■ WORK TASK: Taking the line that contains "the yellow dive" as the first, copy each line exactly up to and including the last line below.

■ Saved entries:

━━━━

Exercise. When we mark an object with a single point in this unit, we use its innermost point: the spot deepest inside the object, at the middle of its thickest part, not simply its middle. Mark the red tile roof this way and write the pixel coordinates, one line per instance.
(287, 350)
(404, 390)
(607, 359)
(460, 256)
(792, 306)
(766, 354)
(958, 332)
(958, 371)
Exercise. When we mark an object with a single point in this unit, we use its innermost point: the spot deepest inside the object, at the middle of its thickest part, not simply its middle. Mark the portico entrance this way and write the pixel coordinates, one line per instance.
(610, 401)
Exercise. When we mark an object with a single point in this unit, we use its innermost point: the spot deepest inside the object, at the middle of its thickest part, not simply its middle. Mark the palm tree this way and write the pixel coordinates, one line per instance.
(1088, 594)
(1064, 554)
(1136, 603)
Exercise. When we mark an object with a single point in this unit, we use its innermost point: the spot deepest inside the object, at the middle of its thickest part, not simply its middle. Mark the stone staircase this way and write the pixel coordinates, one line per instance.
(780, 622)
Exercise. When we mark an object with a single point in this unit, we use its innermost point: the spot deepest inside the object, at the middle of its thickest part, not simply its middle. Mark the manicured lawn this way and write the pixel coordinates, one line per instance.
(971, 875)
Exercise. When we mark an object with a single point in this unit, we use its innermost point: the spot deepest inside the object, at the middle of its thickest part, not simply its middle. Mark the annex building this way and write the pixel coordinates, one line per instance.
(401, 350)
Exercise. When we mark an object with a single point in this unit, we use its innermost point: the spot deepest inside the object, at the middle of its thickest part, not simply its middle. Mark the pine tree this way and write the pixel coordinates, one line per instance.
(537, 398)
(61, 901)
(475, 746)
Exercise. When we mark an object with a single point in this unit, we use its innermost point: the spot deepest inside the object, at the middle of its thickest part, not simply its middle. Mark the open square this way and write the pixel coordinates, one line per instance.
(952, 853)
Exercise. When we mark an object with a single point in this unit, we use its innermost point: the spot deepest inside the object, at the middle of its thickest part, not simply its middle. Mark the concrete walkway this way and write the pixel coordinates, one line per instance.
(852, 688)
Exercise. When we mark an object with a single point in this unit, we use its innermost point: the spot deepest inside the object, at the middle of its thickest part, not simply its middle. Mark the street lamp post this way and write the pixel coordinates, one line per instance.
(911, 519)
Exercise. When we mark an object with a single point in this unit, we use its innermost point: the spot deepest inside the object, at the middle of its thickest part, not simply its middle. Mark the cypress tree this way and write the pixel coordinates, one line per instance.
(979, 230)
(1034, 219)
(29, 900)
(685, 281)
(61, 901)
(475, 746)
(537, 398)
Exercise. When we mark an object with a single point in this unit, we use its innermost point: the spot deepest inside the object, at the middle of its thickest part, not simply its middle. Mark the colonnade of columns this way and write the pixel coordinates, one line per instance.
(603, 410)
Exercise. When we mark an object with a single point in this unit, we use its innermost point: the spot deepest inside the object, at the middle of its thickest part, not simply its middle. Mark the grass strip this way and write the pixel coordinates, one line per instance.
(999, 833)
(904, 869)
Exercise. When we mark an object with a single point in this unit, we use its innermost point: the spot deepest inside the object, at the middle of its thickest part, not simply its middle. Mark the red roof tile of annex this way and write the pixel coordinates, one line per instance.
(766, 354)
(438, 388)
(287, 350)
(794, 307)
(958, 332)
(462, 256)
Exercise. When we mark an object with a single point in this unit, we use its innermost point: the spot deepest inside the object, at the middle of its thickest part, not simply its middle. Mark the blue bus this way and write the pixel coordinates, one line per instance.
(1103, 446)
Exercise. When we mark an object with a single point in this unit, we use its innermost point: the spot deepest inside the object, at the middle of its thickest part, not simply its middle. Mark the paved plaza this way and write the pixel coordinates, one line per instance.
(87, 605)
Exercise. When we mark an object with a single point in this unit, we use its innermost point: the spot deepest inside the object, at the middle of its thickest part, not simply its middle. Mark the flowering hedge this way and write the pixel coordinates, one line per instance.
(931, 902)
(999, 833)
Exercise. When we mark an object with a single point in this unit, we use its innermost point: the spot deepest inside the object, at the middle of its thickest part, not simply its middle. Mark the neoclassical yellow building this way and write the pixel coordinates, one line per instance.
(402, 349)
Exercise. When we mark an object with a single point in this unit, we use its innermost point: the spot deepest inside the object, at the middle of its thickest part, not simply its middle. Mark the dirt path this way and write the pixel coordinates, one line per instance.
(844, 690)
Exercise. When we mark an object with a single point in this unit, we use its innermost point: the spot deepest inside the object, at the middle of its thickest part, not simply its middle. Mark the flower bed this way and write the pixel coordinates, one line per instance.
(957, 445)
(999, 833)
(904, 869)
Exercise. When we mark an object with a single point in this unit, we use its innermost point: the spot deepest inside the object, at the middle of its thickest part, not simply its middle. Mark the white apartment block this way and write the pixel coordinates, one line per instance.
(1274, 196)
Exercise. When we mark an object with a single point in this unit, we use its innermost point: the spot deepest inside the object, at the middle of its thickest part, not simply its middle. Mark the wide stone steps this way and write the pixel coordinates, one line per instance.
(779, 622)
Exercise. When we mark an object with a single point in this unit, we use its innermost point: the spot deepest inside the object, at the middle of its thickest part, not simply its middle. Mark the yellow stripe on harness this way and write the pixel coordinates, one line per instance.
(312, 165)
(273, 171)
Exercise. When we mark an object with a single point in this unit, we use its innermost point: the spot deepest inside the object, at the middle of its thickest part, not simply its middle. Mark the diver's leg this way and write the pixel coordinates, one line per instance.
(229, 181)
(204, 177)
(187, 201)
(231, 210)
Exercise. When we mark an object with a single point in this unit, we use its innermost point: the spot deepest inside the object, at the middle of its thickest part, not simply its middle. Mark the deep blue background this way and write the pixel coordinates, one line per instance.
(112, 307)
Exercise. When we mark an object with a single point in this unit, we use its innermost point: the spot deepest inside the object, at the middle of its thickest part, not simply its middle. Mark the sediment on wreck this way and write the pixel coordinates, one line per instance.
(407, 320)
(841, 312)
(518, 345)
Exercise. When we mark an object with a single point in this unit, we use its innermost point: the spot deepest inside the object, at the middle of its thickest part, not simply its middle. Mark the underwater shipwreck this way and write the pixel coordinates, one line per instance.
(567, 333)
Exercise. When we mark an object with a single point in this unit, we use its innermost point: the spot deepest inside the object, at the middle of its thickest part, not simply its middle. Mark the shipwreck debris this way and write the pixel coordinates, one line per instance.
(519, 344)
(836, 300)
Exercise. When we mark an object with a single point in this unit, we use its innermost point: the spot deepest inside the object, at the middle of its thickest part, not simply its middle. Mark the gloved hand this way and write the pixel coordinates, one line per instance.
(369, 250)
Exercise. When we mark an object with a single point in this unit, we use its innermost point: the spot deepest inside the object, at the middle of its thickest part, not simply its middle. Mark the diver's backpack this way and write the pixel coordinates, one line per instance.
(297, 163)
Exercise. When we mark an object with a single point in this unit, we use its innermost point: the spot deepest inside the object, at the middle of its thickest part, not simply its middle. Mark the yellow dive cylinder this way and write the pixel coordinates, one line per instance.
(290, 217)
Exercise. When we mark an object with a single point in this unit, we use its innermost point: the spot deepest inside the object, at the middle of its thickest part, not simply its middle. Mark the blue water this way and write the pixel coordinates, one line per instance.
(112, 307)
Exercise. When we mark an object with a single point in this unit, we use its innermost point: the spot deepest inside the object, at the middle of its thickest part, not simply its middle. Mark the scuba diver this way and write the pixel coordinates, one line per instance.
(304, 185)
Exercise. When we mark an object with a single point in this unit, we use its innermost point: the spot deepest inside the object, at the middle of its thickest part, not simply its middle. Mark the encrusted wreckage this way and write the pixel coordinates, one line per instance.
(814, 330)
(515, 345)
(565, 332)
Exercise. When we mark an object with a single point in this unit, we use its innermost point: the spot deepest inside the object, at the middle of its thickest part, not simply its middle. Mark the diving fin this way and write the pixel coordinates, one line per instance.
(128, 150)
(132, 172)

━━━━

■ THE COMPLETED TASK:
Exercise. When we mark an object with a single point in this unit, we use its innermost point: the spot deepest inside the object, at the middle of its thickest part, not simply its middle. Mark the yellow dive cylinder this way and write the pixel coordinates, one line per instance.
(290, 217)
Exercise. When we mark an object with a single point in this unit, we use its innermost point: the spot deepest inside the object, at the middle of its thickest part, not simply its middle. Mark the blue water this way and write the pixel coordinates, one line per instance.
(112, 307)
Exercise. When we mark an object with a single point in this unit, we use its innermost point: the spot deepest inside the object, at the middle of its thickest part, not simply its middle. Mark the scuba diver this way and write the pixel coordinates, one line per instance.
(304, 185)
Exercise. When we mark an object with a single point in this unit, we use its innermost point: the spot deepest inside the object, at the middle of its thickest part, not simply its middle. Mark the encrusted wreckage this way and write the pixel coordinates, one line per instance.
(814, 330)
(515, 345)
(565, 332)
Exercise. When we mark an object with a single point in this unit, we use its innermost point: the spot deepest inside the object, at the middle of its thickest part, not simply its middle. Mark the diving fin this way and write the pixel coordinates, one line per instance.
(128, 150)
(132, 172)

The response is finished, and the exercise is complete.